(Stored items from a collection)
* Begin *

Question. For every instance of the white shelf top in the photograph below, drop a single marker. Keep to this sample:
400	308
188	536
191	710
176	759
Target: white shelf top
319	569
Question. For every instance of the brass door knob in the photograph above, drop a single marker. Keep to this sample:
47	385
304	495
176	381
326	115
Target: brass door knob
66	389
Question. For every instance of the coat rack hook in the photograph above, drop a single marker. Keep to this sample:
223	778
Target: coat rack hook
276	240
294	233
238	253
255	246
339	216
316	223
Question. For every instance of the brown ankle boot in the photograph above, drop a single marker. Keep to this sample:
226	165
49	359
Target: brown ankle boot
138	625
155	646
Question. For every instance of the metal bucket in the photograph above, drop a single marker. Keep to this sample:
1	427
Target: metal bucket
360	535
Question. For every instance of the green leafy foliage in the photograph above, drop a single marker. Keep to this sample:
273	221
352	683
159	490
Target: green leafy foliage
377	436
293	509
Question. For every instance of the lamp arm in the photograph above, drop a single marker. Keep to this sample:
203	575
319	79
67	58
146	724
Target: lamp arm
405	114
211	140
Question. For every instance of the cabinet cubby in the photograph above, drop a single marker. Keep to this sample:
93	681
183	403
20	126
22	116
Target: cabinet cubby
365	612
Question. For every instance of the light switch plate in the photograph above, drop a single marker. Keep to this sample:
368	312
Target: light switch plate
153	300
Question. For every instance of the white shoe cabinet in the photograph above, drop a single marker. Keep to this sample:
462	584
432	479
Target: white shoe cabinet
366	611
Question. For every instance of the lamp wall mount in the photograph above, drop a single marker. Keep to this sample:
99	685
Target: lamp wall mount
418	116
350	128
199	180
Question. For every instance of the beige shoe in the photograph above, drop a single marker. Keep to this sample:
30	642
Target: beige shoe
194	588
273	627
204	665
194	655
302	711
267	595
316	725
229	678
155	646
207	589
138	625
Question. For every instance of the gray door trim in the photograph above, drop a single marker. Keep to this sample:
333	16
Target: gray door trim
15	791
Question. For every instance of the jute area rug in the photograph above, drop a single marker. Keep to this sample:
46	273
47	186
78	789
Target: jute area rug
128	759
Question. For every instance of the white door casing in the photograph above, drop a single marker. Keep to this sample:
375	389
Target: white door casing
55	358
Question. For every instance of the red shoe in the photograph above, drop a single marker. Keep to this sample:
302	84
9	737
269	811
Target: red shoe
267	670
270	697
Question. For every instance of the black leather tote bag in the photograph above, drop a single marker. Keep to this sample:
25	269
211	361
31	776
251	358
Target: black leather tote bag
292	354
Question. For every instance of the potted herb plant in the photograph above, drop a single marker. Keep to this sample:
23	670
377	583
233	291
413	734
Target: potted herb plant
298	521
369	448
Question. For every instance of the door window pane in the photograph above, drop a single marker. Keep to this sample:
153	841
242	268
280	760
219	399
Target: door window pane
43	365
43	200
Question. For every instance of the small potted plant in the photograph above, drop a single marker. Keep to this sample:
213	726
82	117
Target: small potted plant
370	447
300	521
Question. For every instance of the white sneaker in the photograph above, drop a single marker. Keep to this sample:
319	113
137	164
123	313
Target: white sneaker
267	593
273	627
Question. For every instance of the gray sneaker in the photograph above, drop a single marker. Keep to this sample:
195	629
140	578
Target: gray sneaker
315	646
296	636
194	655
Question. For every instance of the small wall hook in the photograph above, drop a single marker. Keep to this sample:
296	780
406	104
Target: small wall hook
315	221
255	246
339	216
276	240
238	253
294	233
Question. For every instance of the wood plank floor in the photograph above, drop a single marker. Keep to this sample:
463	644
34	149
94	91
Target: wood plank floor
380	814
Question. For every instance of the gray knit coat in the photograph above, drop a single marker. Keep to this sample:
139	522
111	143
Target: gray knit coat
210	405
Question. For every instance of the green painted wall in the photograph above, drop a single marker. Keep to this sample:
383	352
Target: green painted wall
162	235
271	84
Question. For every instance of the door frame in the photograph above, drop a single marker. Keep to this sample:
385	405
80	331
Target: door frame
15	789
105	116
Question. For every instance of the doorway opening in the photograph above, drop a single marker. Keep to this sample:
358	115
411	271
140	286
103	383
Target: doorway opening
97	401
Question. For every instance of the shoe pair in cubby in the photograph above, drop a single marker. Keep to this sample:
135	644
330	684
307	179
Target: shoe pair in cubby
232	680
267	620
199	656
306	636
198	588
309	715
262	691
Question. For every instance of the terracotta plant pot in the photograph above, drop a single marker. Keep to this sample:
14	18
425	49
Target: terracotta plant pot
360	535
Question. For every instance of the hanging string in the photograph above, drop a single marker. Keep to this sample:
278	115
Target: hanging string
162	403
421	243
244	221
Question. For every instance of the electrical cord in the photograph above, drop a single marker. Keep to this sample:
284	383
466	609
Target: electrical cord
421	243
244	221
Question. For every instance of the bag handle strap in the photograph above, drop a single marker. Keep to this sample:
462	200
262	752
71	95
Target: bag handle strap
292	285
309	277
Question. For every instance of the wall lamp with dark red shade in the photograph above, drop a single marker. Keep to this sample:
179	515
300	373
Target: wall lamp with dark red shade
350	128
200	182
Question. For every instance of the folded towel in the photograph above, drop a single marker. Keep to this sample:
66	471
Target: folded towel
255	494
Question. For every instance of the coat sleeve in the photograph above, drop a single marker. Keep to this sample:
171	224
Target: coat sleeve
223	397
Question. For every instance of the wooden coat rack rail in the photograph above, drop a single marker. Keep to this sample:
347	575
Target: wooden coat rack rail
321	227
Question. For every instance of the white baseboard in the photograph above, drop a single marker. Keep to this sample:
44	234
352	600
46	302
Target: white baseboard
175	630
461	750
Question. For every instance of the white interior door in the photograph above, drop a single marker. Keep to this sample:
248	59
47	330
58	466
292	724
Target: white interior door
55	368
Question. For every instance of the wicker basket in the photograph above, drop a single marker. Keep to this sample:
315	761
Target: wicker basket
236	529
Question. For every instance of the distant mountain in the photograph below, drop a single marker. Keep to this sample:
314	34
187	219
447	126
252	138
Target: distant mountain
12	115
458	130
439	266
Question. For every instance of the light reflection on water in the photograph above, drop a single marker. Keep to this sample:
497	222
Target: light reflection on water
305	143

* End *
* Begin *

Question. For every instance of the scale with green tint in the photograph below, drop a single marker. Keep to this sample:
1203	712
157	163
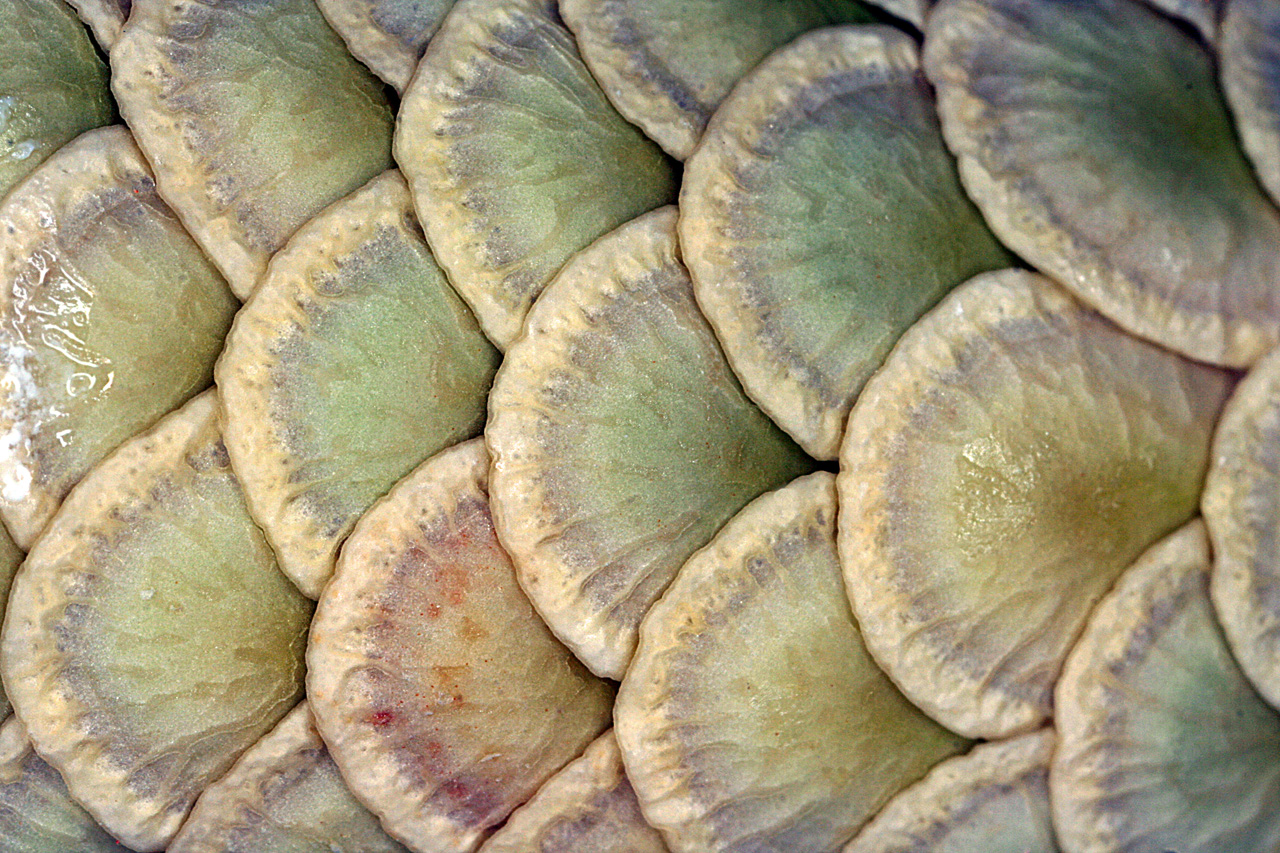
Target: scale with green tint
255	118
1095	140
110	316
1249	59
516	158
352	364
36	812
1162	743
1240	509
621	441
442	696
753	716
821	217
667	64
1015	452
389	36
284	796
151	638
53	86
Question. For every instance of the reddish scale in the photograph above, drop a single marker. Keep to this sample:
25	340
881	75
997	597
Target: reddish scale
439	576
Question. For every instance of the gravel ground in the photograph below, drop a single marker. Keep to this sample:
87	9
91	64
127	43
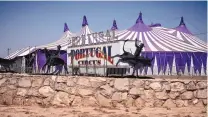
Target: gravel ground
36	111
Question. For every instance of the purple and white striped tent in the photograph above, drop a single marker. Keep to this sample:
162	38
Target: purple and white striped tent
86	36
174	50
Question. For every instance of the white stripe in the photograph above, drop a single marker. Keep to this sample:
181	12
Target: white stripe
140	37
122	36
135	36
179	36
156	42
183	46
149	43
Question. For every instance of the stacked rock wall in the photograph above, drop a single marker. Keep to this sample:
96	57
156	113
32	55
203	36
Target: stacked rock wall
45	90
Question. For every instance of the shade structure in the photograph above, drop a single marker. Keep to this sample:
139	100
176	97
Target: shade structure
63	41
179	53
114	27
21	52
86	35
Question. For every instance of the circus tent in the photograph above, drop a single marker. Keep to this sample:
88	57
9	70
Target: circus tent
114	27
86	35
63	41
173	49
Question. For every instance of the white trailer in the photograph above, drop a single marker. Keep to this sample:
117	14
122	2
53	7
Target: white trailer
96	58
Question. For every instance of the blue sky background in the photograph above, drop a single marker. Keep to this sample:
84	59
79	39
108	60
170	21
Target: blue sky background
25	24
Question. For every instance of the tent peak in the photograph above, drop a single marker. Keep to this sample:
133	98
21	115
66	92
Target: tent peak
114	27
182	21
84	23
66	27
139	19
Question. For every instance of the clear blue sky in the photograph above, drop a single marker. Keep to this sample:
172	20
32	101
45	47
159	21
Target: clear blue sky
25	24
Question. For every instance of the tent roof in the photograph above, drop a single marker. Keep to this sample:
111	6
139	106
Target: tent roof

* End *
* Begin *

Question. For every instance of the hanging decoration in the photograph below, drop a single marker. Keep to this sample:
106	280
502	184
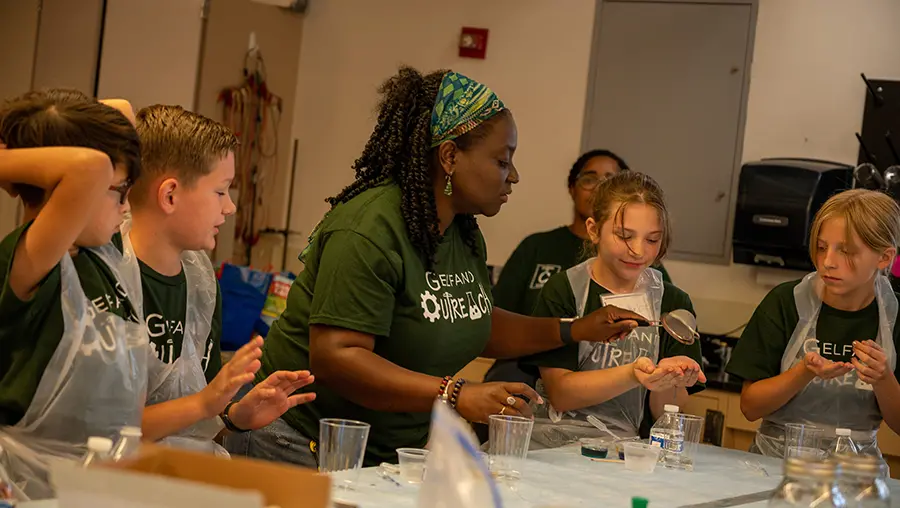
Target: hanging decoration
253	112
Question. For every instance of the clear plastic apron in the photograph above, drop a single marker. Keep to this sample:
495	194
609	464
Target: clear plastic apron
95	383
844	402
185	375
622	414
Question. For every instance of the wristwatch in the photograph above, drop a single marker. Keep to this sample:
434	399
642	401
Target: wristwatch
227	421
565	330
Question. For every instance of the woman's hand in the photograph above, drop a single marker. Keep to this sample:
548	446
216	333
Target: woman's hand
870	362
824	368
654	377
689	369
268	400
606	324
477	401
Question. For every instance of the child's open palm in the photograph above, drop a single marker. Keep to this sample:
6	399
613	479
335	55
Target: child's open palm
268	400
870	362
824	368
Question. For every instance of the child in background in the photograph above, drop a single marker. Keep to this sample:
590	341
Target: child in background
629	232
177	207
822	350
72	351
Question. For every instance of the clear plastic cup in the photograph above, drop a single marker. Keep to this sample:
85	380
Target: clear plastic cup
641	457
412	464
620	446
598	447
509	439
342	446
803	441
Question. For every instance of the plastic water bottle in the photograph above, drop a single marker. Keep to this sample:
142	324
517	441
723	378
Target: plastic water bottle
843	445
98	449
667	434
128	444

* End *

## Written exercise:
Identify every line in the rows above that contains the string "pane", and copy each such line. Case counts.

## Exercise answer:
Question. For every instance of the door window pane in the photograph above, drop a single marker. Keep to this sample:
Target: door window pane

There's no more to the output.